> THE EXERCISE
Rescale the data from the line containing "Definition of the keypoint: for every instance of the dugout" through the end of the data, both ends included. Write out every line again, multiplying each pixel coordinate in the answers by 2.55 and rounding to whole numbers, with halves rounded up.

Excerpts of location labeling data
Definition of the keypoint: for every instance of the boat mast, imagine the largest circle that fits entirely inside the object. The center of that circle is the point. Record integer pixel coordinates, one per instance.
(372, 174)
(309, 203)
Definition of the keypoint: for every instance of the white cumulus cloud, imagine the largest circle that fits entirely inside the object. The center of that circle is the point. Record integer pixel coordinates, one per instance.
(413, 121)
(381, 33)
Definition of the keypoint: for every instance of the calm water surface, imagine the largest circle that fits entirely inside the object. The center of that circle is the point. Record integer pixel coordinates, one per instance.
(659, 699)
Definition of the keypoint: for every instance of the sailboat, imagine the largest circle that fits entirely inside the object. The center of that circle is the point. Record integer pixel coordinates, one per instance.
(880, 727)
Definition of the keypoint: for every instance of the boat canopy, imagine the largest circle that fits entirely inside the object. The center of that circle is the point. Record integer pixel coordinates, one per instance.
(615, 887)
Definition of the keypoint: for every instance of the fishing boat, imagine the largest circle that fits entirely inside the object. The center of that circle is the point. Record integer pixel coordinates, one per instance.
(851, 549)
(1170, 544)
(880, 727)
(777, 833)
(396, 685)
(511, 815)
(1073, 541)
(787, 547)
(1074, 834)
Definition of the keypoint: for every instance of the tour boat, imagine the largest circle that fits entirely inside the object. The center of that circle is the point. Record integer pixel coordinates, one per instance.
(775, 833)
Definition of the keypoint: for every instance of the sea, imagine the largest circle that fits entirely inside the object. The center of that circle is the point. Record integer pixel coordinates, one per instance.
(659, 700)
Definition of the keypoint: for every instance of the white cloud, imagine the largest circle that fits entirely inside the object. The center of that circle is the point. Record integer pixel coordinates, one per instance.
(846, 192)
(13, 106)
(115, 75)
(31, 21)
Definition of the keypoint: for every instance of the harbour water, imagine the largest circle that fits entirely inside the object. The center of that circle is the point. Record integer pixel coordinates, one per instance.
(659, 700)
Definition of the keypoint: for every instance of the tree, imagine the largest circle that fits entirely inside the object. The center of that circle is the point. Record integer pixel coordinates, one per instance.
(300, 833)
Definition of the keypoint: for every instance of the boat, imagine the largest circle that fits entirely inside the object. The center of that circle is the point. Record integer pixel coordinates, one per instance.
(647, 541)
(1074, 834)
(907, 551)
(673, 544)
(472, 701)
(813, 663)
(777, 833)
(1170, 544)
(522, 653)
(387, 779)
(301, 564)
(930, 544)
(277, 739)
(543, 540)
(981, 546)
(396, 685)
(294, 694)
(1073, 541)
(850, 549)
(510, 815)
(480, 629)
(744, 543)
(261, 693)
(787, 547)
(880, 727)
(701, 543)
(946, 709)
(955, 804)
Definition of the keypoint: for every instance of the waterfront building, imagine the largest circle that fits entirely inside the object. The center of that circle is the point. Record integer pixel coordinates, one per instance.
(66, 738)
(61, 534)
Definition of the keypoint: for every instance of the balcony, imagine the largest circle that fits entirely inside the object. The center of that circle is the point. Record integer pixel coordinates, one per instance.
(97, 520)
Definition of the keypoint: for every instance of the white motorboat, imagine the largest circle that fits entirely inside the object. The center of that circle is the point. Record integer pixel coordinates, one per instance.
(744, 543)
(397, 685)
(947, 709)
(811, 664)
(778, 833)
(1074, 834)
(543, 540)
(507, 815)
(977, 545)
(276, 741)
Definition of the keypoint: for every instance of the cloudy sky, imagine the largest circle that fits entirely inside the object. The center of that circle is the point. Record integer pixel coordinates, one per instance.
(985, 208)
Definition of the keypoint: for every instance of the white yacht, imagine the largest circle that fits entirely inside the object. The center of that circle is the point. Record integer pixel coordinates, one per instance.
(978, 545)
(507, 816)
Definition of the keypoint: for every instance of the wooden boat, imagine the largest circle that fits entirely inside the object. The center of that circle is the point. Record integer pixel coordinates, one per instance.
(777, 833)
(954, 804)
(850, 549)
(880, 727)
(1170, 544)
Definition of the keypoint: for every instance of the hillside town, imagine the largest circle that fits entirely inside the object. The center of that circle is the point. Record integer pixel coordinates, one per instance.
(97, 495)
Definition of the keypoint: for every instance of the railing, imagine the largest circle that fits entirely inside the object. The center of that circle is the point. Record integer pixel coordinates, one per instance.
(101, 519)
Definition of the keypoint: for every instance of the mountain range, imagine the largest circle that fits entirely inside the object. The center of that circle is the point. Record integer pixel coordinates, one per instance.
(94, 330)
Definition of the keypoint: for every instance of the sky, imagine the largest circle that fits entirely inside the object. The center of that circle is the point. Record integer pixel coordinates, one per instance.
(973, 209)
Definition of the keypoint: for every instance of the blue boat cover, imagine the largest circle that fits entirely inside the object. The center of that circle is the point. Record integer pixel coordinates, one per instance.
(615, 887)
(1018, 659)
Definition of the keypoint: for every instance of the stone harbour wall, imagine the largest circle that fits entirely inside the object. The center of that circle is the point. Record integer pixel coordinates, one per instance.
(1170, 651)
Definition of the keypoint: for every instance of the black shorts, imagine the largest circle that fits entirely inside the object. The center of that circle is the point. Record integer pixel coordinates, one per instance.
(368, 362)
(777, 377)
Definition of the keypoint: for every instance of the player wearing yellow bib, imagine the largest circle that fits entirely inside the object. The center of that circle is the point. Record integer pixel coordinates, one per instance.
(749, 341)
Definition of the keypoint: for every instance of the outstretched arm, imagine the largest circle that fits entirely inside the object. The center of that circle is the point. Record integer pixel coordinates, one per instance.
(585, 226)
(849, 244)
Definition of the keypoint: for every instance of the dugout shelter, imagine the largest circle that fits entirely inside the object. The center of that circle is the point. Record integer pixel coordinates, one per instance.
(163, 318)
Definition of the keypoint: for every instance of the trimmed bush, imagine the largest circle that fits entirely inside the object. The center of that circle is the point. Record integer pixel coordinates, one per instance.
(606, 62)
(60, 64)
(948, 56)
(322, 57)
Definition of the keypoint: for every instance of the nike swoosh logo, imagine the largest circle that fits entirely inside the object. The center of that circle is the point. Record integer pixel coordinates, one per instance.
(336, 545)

> SOLUTION TO THIS PROBLEM
Definition of the keypoint: for every instance of the dugout shelter, imagine the largest circle that fits entirely inside the object. The center of that circle is the point. Record integer pixel coordinates, one per instance.
(416, 811)
Definition of the keypoint: for every instance of the trimmed bush, imagine the largest circle that fits entirely inside the object. The center of that circle is the point. Record integer pixel coordinates, one per instance.
(1545, 158)
(153, 163)
(2417, 143)
(821, 145)
Definition of the keypoint: for every instance of the nike swoosh logo, imagine the largest circle that fits entirely inside the object. The center of that circle is the point. Record integer pixel coordinates, one per instance.
(857, 1390)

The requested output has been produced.